→ Stored items

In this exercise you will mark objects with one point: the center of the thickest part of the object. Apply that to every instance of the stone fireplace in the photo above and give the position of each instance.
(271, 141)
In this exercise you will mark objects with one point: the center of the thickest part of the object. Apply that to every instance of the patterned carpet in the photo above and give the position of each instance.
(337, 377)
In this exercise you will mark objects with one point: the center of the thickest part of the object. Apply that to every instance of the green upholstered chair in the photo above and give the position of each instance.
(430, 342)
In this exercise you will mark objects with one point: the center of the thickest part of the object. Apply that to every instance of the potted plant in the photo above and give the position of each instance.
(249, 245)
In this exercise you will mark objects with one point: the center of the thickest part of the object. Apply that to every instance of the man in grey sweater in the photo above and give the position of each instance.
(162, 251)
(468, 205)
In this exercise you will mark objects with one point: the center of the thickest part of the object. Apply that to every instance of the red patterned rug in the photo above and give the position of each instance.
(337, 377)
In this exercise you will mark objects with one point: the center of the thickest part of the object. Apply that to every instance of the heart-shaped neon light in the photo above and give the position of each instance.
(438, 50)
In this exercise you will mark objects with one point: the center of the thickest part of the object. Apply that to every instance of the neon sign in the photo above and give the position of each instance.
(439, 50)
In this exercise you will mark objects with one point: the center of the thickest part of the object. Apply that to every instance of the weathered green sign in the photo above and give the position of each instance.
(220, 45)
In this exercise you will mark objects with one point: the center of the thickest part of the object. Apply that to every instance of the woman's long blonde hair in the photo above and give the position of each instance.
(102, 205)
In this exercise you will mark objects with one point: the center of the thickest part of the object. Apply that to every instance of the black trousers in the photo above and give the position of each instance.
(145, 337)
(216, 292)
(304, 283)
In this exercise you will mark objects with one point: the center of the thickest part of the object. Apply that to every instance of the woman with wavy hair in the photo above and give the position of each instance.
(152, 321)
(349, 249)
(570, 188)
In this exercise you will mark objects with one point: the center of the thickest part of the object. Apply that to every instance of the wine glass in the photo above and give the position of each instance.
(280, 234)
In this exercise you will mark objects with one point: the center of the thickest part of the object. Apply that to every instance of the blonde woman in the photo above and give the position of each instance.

→ Given task
Copy everything from the line containing "the red patterned" down to the end of the listing, swapping "thickest" for "widest" and leaving all else unchanged.

→ Exercise response
In this exercise you will mark objects with one point: the center of the widest part of the object. Apply that to every instance of the red patterned rug in the photo above and give the position of each instance.
(337, 377)
In this exercise you will mark objects with one point: the center of the widest part of the object. Apply that to every instance of the heart-shaped neon light in the photo above and give the position of each instance.
(438, 50)
In this exercise you will mark objects with one point: the center of the widest part of the object. Apply that to every instance of the neon sign in the photo above and give the position of each instance.
(439, 50)
In this exercise you will mark objects with one point: the center of the widest part of the object. Apply that to every instance of the weathered green sign in the photo above and give the position of each instance.
(220, 45)
In this exercise you will mark objects with one point: the center of the widest part of the object. Apply that to every instance of the woman's long blonde hair in the photo above and give the position of each instance.
(102, 205)
In this exercise you will mark objects with one point: the center of the widest part of the object. Apply that to every instance of the black trousers in the photo above and give the position of each instance.
(145, 337)
(216, 292)
(304, 283)
In this exercise you will mark objects with one point: the center of the widest part of the object. Apply that to every instance of the woman with wavy hair in the photo above and give the position of each instance.
(152, 321)
(349, 249)
(570, 188)
In this exercise you will mark objects with one point: the center of the widest part of the object. Apply that to every instance of the wine glass in the photo above and give the position of each instance.
(280, 234)
In this exercise you will mark objects with one point: the center of the widest part of the object. Apply that to every instance of the blonde woman in the photo above and give the position of each instance.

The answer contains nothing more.